*** Task input

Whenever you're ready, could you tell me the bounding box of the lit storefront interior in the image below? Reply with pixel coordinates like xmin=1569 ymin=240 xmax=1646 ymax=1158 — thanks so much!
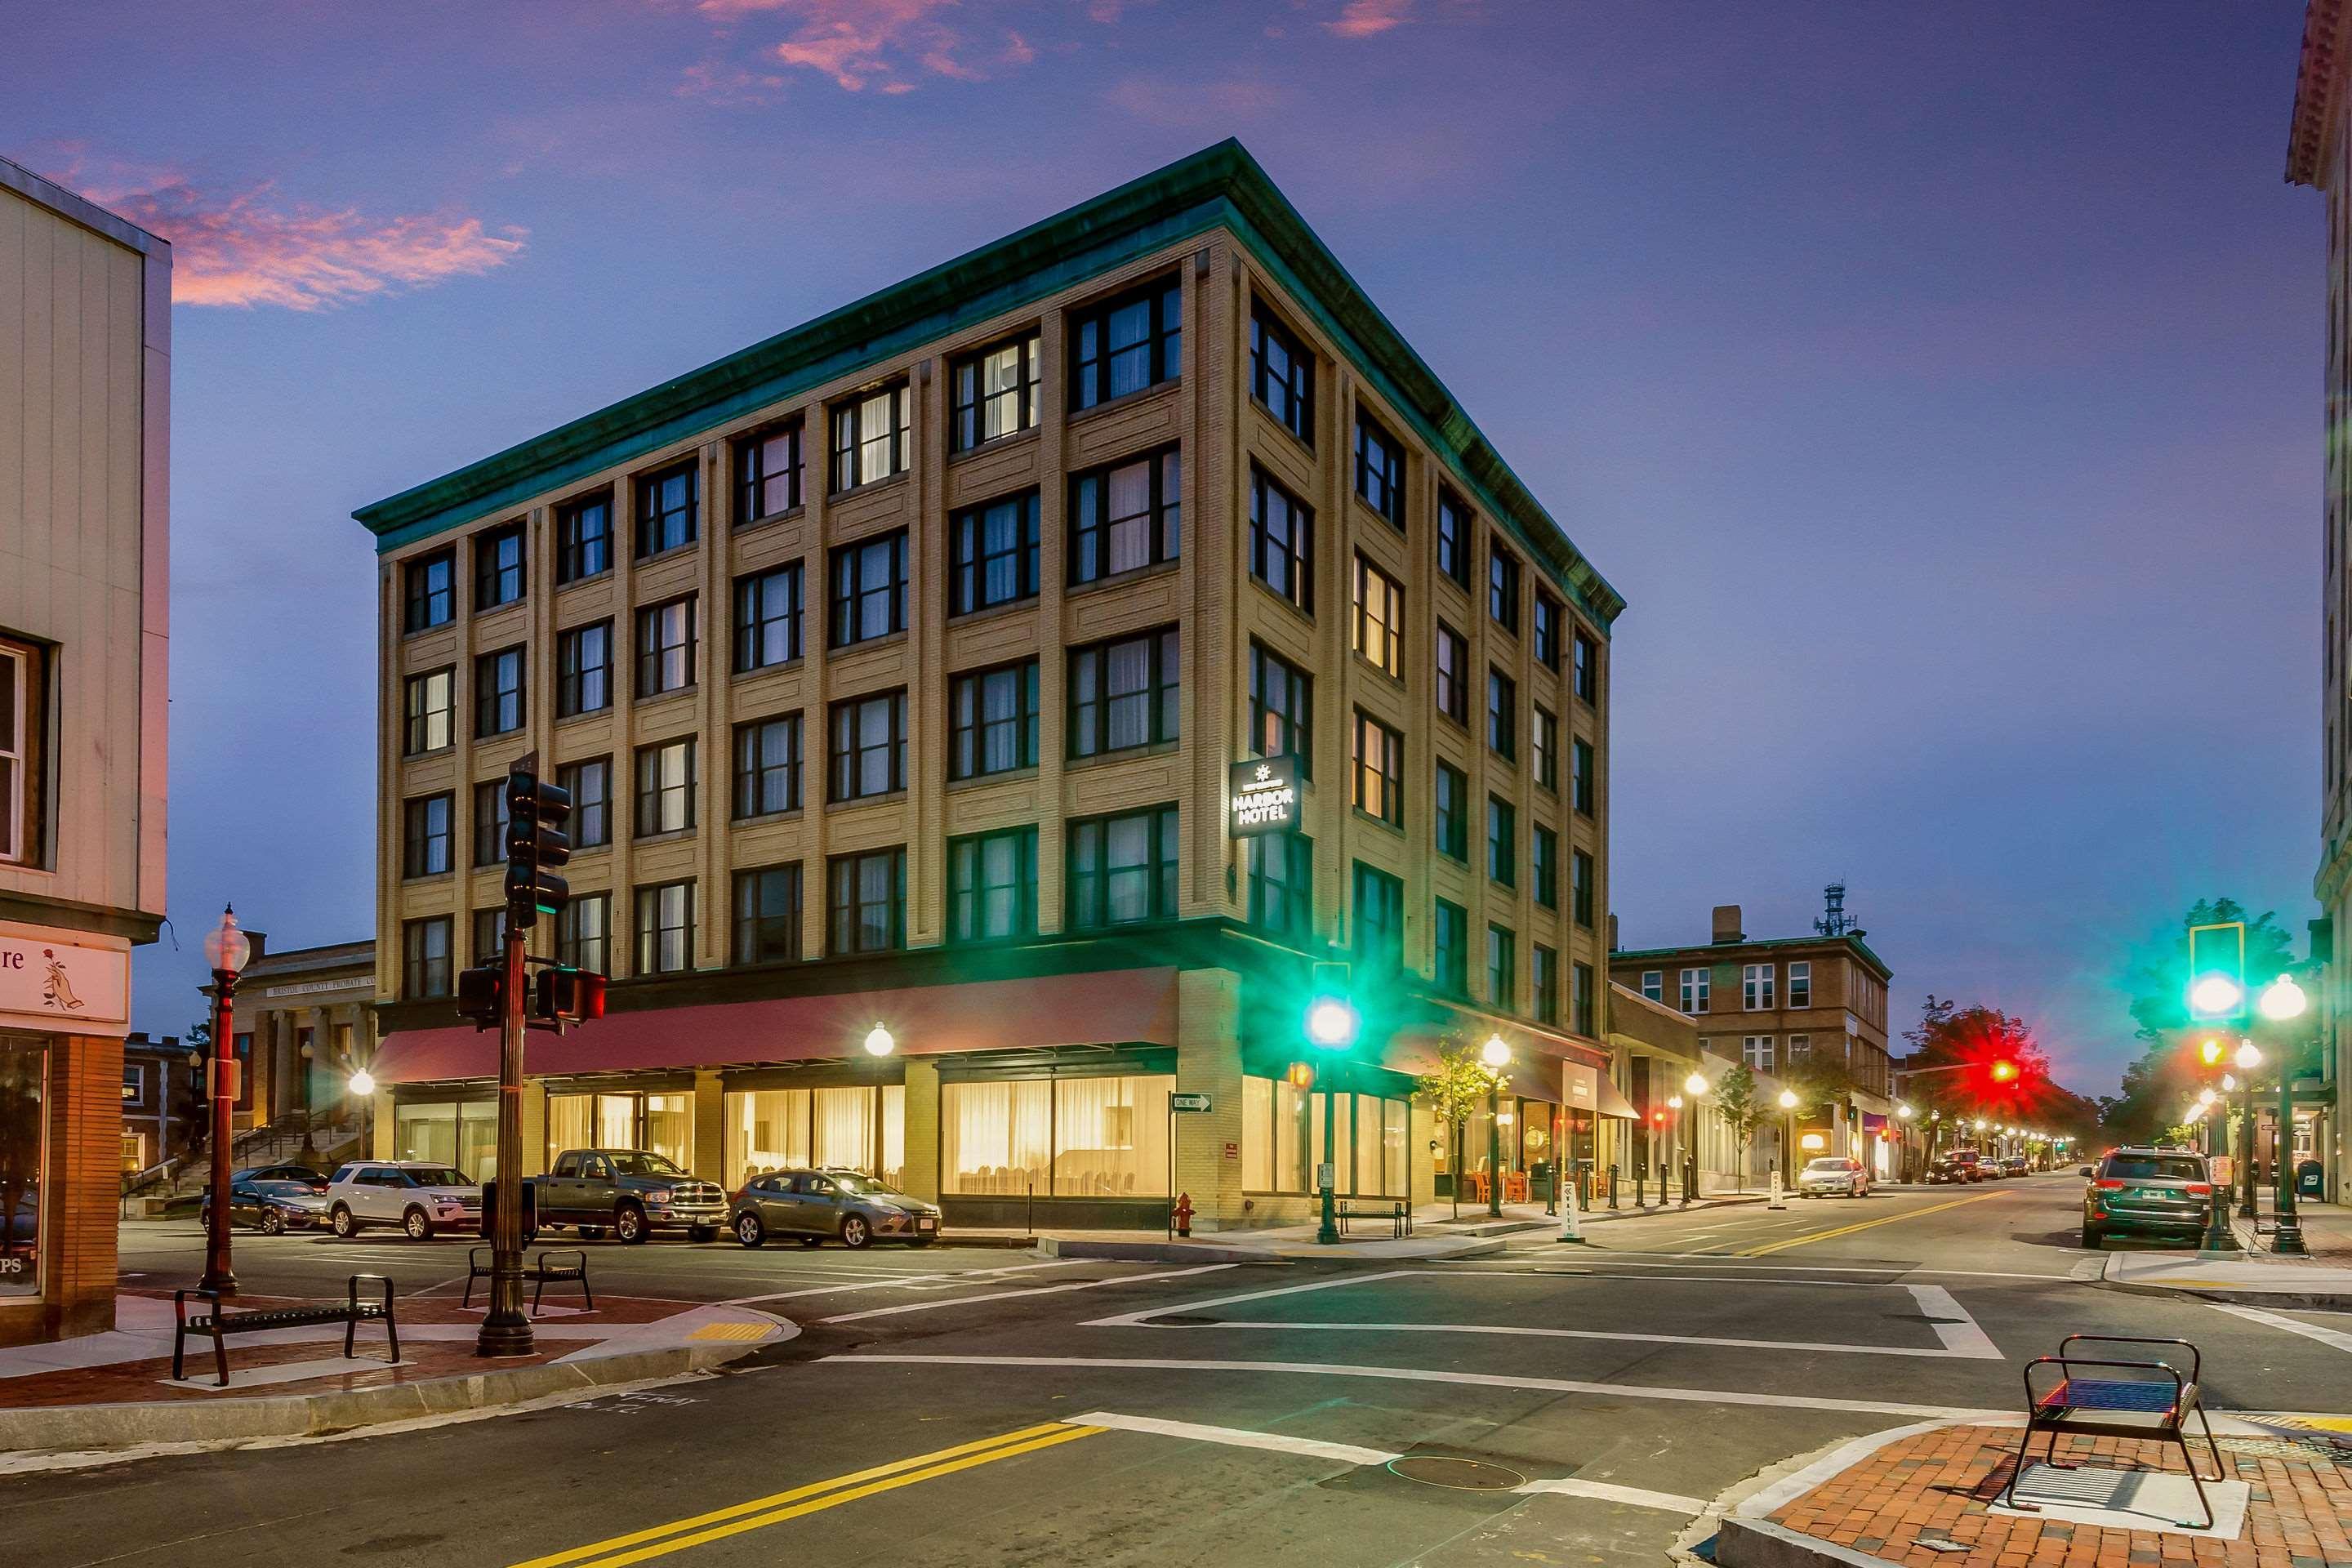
xmin=725 ymin=1081 xmax=903 ymax=1189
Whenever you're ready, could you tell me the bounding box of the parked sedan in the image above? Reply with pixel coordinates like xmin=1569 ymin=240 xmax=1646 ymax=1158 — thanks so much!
xmin=1797 ymin=1156 xmax=1871 ymax=1198
xmin=238 ymin=1162 xmax=329 ymax=1192
xmin=731 ymin=1169 xmax=942 ymax=1250
xmin=200 ymin=1177 xmax=330 ymax=1235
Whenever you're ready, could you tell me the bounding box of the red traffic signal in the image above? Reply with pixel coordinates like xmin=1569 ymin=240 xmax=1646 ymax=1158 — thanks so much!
xmin=1989 ymin=1059 xmax=2020 ymax=1084
xmin=457 ymin=964 xmax=503 ymax=1030
xmin=535 ymin=966 xmax=605 ymax=1025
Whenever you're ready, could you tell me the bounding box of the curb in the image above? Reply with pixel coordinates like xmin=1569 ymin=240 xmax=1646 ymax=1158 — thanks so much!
xmin=0 ymin=1322 xmax=791 ymax=1457
xmin=1036 ymin=1236 xmax=1506 ymax=1264
xmin=1715 ymin=1517 xmax=1904 ymax=1568
xmin=2096 ymin=1252 xmax=2352 ymax=1312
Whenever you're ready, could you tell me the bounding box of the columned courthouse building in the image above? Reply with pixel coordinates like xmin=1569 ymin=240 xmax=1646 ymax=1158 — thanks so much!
xmin=356 ymin=142 xmax=1624 ymax=1230
xmin=0 ymin=158 xmax=171 ymax=1343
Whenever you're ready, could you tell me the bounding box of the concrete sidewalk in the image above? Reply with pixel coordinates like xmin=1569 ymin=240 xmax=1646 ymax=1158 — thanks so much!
xmin=2102 ymin=1249 xmax=2352 ymax=1309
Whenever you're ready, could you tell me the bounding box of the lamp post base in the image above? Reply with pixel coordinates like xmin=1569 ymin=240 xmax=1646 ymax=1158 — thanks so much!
xmin=475 ymin=1312 xmax=536 ymax=1357
xmin=2272 ymin=1217 xmax=2309 ymax=1256
xmin=2199 ymin=1204 xmax=2240 ymax=1254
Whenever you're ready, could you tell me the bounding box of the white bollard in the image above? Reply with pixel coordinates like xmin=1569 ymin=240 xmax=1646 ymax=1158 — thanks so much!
xmin=1557 ymin=1172 xmax=1587 ymax=1243
xmin=1768 ymin=1168 xmax=1787 ymax=1210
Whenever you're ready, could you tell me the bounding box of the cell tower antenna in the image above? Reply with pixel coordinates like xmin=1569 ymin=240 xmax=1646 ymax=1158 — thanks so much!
xmin=1815 ymin=882 xmax=1863 ymax=939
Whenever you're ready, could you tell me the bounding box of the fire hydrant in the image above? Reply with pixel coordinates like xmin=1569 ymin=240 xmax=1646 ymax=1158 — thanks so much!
xmin=1174 ymin=1192 xmax=1195 ymax=1238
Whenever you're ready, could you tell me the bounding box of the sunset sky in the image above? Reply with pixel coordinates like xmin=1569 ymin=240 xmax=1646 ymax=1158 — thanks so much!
xmin=2 ymin=1 xmax=2320 ymax=1095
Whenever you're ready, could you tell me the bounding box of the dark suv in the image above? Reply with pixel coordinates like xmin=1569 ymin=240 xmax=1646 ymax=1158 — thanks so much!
xmin=2081 ymin=1147 xmax=2214 ymax=1249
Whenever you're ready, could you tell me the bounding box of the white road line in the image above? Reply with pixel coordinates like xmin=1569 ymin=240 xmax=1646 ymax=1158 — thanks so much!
xmin=1513 ymin=1477 xmax=1708 ymax=1514
xmin=822 ymin=1353 xmax=2012 ymax=1421
xmin=1491 ymin=1258 xmax=2075 ymax=1281
xmin=2210 ymin=1303 xmax=2352 ymax=1353
xmin=1911 ymin=1284 xmax=2001 ymax=1359
xmin=1137 ymin=1318 xmax=1988 ymax=1359
xmin=722 ymin=1258 xmax=1085 ymax=1307
xmin=1070 ymin=1410 xmax=1400 ymax=1467
xmin=1081 ymin=1269 xmax=1418 ymax=1328
xmin=819 ymin=1263 xmax=1234 ymax=1323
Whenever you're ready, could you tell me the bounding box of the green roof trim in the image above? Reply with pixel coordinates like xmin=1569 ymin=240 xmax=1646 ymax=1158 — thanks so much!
xmin=353 ymin=140 xmax=1624 ymax=626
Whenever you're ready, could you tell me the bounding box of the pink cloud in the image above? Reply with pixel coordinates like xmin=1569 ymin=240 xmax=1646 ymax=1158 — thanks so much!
xmin=1326 ymin=0 xmax=1411 ymax=37
xmin=676 ymin=57 xmax=787 ymax=102
xmin=1103 ymin=73 xmax=1281 ymax=131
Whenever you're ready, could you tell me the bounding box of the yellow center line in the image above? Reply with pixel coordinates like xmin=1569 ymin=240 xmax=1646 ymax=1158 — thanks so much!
xmin=510 ymin=1421 xmax=1094 ymax=1568
xmin=1735 ymin=1192 xmax=2007 ymax=1258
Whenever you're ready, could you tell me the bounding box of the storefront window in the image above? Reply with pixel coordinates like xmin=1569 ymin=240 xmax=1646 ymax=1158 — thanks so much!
xmin=727 ymin=1088 xmax=812 ymax=1185
xmin=1242 ymin=1076 xmax=1272 ymax=1191
xmin=394 ymin=1100 xmax=498 ymax=1181
xmin=1253 ymin=1079 xmax=1408 ymax=1196
xmin=645 ymin=1094 xmax=692 ymax=1169
xmin=0 ymin=1036 xmax=43 ymax=1298
xmin=1054 ymin=1076 xmax=1172 ymax=1198
xmin=546 ymin=1090 xmax=688 ymax=1174
xmin=723 ymin=1085 xmax=902 ymax=1187
xmin=944 ymin=1080 xmax=1049 ymax=1195
xmin=813 ymin=1085 xmax=871 ymax=1170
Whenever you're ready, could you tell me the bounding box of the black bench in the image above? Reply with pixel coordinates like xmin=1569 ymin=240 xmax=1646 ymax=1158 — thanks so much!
xmin=172 ymin=1275 xmax=399 ymax=1388
xmin=464 ymin=1247 xmax=594 ymax=1315
xmin=1335 ymin=1200 xmax=1412 ymax=1239
xmin=1999 ymin=1334 xmax=2225 ymax=1529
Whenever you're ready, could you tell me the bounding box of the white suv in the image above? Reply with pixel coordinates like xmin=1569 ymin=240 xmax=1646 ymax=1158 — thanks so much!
xmin=327 ymin=1160 xmax=482 ymax=1240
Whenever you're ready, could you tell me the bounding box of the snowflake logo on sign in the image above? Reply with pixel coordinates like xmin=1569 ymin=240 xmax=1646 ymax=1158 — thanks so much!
xmin=1254 ymin=764 xmax=1272 ymax=783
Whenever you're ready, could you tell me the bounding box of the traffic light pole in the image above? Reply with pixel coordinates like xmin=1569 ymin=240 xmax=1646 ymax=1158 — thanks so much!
xmin=1317 ymin=1068 xmax=1339 ymax=1245
xmin=477 ymin=916 xmax=533 ymax=1357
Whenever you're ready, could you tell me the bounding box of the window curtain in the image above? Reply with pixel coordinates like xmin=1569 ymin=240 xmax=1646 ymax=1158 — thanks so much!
xmin=596 ymin=1094 xmax=635 ymax=1150
xmin=943 ymin=1080 xmax=1050 ymax=1194
xmin=881 ymin=1085 xmax=905 ymax=1186
xmin=813 ymin=1085 xmax=874 ymax=1171
xmin=1274 ymin=1080 xmax=1308 ymax=1192
xmin=724 ymin=1088 xmax=811 ymax=1187
xmin=1242 ymin=1076 xmax=1273 ymax=1191
xmin=1383 ymin=1099 xmax=1408 ymax=1196
xmin=645 ymin=1094 xmax=693 ymax=1169
xmin=546 ymin=1094 xmax=594 ymax=1162
xmin=1054 ymin=1076 xmax=1172 ymax=1198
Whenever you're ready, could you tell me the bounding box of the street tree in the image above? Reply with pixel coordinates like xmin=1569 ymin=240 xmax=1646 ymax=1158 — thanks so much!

******

◆ **Directions**
In the listing above, find the line with "of the window", then copy it and every later line exactly, through the last line, and nothing else.

◆ **Solution for this problem**
Whenever you're ready, could you tell me the bounding box of the window curtain in the image above? Reply with pixel coordinates like xmin=1569 ymin=240 xmax=1646 ymax=1158 — thanks so much!
xmin=596 ymin=1094 xmax=635 ymax=1150
xmin=943 ymin=1080 xmax=1050 ymax=1194
xmin=881 ymin=1085 xmax=905 ymax=1186
xmin=813 ymin=1085 xmax=874 ymax=1171
xmin=1274 ymin=1080 xmax=1308 ymax=1192
xmin=724 ymin=1088 xmax=811 ymax=1187
xmin=1242 ymin=1076 xmax=1273 ymax=1191
xmin=1383 ymin=1099 xmax=1408 ymax=1196
xmin=645 ymin=1094 xmax=693 ymax=1169
xmin=546 ymin=1094 xmax=594 ymax=1162
xmin=1054 ymin=1076 xmax=1172 ymax=1198
Whenever you're ready, could you tell me the bounding box of the street tree in the image above? Reply with pixel coordinates like xmin=1569 ymin=240 xmax=1646 ymax=1158 — thanks so much!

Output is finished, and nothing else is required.